▸ WORK REQUEST: Work out how many lines below hold the string "distant" and state only that figure.
---------- DATA TO PROCESS ----------
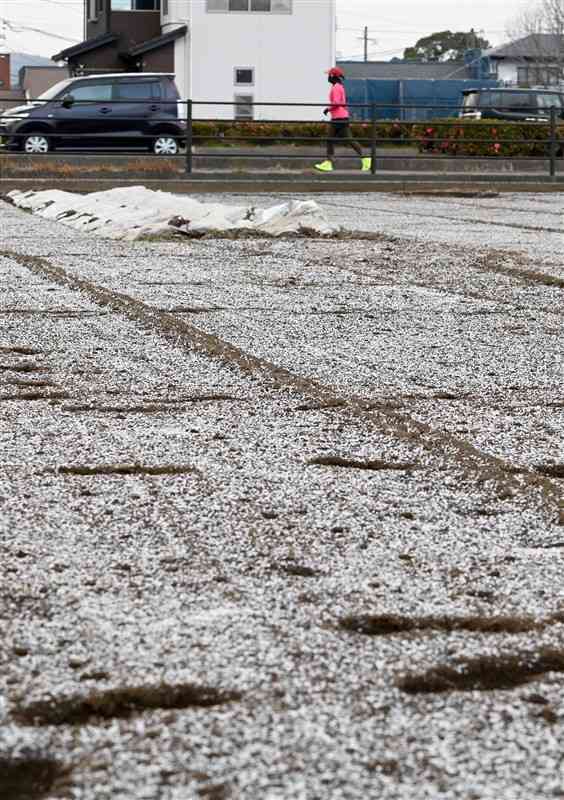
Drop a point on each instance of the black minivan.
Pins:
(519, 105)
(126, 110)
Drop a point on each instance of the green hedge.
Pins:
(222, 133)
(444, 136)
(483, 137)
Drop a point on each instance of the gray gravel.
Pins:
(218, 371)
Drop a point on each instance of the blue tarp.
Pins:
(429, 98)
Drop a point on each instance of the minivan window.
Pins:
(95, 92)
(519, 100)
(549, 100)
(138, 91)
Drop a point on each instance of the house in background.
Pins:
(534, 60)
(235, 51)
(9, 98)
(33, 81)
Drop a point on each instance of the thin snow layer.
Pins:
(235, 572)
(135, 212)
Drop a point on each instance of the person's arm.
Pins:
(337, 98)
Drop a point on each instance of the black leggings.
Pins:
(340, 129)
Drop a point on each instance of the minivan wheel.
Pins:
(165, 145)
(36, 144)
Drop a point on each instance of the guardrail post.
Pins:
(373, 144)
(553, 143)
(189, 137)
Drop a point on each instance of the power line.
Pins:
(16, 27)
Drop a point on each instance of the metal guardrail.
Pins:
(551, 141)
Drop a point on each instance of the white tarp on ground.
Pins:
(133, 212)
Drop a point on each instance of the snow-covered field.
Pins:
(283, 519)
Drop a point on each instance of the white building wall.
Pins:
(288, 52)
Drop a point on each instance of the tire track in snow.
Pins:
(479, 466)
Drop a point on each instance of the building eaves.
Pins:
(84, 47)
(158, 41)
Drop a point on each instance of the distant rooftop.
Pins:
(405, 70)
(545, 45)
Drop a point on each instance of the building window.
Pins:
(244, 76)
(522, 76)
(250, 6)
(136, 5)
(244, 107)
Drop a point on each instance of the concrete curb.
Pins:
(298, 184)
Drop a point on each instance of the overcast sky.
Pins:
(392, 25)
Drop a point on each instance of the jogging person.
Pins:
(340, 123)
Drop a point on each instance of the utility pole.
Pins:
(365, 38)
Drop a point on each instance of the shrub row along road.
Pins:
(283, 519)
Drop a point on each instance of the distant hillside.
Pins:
----------
---------- DATA TO PROCESS ----------
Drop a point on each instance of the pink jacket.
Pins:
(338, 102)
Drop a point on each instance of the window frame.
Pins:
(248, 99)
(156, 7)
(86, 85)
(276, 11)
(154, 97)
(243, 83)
----------
---------- DATA TO PROCESS ----------
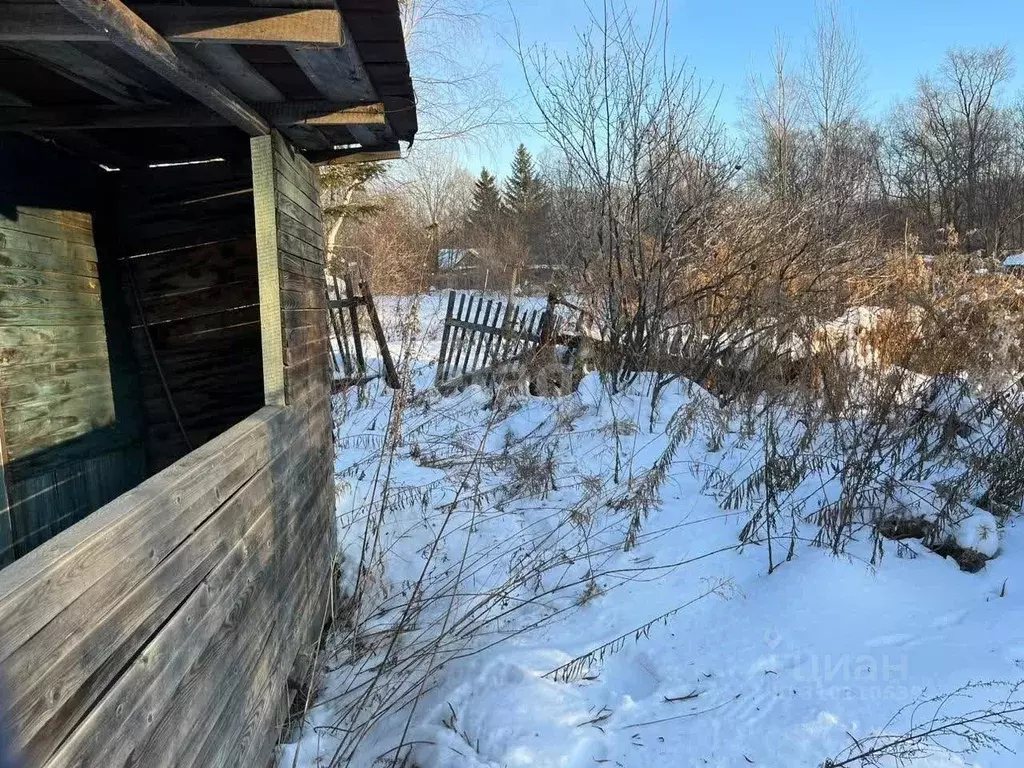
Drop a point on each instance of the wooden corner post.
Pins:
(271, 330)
----------
▸ SOLUTION FOR THIS EXERCISE: 2